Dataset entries
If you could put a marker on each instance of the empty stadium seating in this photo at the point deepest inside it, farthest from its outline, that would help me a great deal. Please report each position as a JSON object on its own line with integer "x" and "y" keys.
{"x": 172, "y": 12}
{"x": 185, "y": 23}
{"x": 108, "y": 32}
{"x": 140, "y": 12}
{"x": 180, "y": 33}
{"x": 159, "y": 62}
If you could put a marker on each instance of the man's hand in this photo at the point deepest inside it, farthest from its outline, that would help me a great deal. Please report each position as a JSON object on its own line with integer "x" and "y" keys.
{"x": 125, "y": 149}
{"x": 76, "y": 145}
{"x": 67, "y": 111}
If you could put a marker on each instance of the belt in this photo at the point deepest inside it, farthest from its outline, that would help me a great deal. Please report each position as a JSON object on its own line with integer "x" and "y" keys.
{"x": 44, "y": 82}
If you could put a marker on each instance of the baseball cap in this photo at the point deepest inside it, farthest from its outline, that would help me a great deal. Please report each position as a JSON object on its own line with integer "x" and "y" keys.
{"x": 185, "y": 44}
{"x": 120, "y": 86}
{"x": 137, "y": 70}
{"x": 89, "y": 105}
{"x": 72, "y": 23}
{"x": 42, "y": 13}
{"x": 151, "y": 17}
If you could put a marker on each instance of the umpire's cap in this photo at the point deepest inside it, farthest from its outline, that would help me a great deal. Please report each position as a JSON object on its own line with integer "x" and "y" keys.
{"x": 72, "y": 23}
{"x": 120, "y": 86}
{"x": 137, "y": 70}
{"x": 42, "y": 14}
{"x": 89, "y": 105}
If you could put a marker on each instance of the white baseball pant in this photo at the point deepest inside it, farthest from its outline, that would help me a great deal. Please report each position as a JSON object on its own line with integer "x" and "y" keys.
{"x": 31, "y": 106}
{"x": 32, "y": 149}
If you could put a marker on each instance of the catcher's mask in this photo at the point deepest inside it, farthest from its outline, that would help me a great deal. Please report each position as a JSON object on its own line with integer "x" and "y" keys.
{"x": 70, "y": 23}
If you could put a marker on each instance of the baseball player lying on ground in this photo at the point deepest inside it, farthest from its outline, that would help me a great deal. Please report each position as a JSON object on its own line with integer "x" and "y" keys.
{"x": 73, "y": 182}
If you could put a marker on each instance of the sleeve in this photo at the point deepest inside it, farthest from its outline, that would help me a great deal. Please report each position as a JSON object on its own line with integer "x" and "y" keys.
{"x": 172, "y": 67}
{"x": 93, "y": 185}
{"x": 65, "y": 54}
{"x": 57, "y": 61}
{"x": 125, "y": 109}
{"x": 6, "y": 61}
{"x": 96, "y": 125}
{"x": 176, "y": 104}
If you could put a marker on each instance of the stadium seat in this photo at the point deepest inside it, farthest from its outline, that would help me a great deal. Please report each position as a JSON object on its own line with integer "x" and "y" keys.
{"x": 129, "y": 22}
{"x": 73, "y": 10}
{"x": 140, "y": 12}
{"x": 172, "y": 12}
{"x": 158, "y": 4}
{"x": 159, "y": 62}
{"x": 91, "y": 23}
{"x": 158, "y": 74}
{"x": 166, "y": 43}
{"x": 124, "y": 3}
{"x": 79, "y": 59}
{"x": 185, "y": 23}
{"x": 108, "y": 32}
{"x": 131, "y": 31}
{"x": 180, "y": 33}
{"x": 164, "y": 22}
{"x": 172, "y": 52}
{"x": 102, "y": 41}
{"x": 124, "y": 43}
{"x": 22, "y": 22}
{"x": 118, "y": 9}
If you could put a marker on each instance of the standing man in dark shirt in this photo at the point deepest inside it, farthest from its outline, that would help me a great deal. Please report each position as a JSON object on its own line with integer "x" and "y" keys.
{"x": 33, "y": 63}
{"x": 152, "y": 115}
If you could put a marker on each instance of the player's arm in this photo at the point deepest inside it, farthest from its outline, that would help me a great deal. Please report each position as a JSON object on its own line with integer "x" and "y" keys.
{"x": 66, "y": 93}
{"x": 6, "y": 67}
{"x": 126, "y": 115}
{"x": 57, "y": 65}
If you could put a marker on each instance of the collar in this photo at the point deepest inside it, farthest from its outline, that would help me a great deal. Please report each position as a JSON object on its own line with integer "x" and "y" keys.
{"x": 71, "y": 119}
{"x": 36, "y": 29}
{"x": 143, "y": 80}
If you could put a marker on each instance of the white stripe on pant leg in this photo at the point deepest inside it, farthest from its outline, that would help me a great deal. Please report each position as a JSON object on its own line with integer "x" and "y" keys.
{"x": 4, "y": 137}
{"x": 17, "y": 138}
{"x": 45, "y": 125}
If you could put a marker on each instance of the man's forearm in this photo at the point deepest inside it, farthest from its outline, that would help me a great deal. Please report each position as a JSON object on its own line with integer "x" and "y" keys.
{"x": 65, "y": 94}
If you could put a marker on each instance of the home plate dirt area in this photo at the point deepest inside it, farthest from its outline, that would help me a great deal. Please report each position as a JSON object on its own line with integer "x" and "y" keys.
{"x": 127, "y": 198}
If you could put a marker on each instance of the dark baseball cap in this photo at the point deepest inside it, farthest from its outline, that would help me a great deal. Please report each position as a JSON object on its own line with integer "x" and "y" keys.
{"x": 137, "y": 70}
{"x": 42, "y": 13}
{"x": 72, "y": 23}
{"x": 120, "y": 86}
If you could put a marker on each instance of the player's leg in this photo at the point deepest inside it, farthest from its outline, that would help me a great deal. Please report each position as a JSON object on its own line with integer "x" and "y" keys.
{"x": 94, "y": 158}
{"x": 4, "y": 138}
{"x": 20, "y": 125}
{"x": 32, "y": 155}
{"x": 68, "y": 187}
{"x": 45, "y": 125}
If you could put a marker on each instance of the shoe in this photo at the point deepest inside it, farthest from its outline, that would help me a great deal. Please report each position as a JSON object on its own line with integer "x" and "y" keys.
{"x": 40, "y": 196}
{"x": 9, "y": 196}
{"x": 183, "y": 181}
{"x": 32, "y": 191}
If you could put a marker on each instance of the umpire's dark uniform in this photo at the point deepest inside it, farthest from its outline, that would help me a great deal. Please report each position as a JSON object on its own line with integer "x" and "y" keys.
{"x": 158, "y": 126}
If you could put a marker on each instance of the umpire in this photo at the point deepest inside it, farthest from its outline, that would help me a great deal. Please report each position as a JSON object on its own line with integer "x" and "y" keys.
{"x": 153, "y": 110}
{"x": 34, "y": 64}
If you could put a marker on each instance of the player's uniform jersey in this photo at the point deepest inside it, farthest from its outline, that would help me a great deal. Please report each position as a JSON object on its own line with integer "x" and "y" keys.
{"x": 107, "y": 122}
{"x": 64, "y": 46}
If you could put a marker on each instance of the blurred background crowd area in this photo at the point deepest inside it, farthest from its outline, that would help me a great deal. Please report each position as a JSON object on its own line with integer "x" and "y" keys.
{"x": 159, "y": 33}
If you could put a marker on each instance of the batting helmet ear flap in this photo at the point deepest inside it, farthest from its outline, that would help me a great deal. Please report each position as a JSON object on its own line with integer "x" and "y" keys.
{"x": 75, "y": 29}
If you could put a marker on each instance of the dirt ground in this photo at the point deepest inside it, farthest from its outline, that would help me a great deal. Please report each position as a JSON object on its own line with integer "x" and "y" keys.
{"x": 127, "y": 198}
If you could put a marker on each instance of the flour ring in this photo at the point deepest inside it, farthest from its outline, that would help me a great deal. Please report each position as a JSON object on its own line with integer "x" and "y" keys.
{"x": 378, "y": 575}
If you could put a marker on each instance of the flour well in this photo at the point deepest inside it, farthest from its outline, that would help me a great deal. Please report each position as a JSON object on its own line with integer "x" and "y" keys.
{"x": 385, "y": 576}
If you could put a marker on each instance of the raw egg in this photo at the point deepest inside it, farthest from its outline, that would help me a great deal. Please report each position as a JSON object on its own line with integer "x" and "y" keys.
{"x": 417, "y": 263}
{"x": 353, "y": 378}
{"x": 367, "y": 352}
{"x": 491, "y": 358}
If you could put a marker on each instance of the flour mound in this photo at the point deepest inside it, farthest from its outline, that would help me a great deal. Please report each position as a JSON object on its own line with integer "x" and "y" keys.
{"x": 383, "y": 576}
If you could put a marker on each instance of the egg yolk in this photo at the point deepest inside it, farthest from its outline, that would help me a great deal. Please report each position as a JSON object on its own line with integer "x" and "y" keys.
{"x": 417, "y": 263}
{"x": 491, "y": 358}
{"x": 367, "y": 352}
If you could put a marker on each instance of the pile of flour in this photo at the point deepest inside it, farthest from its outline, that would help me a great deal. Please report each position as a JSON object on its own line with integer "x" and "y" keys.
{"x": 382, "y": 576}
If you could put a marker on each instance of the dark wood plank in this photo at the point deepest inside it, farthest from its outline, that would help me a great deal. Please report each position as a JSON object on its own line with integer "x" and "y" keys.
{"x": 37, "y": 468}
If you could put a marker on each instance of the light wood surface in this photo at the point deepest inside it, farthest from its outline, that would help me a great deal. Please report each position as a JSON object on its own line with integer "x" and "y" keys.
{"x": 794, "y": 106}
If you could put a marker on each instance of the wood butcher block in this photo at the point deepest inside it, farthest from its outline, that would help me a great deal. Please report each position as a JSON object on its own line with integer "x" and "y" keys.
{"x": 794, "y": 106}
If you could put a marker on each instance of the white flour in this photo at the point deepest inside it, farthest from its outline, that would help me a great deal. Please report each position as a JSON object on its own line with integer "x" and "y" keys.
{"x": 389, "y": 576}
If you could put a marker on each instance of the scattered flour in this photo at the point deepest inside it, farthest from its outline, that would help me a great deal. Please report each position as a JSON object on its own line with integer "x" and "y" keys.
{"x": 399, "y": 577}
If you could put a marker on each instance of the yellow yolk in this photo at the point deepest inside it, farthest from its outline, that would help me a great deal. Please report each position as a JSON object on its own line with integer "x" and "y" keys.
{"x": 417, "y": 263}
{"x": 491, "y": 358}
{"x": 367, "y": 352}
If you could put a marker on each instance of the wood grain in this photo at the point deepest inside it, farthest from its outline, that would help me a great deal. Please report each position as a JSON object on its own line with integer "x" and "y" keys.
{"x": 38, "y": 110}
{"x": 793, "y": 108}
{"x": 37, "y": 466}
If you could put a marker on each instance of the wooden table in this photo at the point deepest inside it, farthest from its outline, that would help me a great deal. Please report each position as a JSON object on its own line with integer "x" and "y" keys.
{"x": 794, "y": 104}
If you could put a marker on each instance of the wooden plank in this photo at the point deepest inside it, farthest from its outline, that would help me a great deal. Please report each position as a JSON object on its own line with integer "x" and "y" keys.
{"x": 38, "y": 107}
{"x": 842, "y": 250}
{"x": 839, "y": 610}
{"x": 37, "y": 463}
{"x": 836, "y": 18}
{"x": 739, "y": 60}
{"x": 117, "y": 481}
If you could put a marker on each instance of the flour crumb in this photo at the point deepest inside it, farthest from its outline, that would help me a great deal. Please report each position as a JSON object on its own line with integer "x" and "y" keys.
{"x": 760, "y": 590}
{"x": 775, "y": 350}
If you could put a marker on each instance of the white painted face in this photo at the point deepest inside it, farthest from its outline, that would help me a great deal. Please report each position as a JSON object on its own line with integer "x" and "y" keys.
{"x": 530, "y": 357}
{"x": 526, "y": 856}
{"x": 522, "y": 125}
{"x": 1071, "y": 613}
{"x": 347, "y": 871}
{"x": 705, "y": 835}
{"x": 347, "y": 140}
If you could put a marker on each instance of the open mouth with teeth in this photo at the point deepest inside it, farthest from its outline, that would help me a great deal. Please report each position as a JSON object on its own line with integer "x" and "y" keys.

■ PROBLEM DESCRIPTION: Produce an exact copy of the lines from the one containing "the flour crumb" through the final line of the data, both ends included, and only those.

■ SOLUTION TO THE PROBLEM:
If you could put a marker on each instance of the flour crumb in this photo at the point deepest inside it, farthest from its outline, that would help me a great deal. Please report each position as a JSON object on its own line with integer "x" and "y" keys.
{"x": 760, "y": 590}
{"x": 775, "y": 350}
If you could put a marker on each instance of the white painted face in this photo at the point deepest inside it, farthest from its outline, that would help me a great deal. Please report each position as a JSON object on its own line with integer "x" and "y" keys.
{"x": 530, "y": 357}
{"x": 526, "y": 856}
{"x": 522, "y": 125}
{"x": 1071, "y": 613}
{"x": 347, "y": 871}
{"x": 705, "y": 835}
{"x": 347, "y": 140}
If you could put a marker on each instance of the open mouth with teeth in this photo at the point deepest inside it, farthest from its outline, that would help me a great deal. Please report each position as a JSON object on its own line with integer "x" and "y" keys.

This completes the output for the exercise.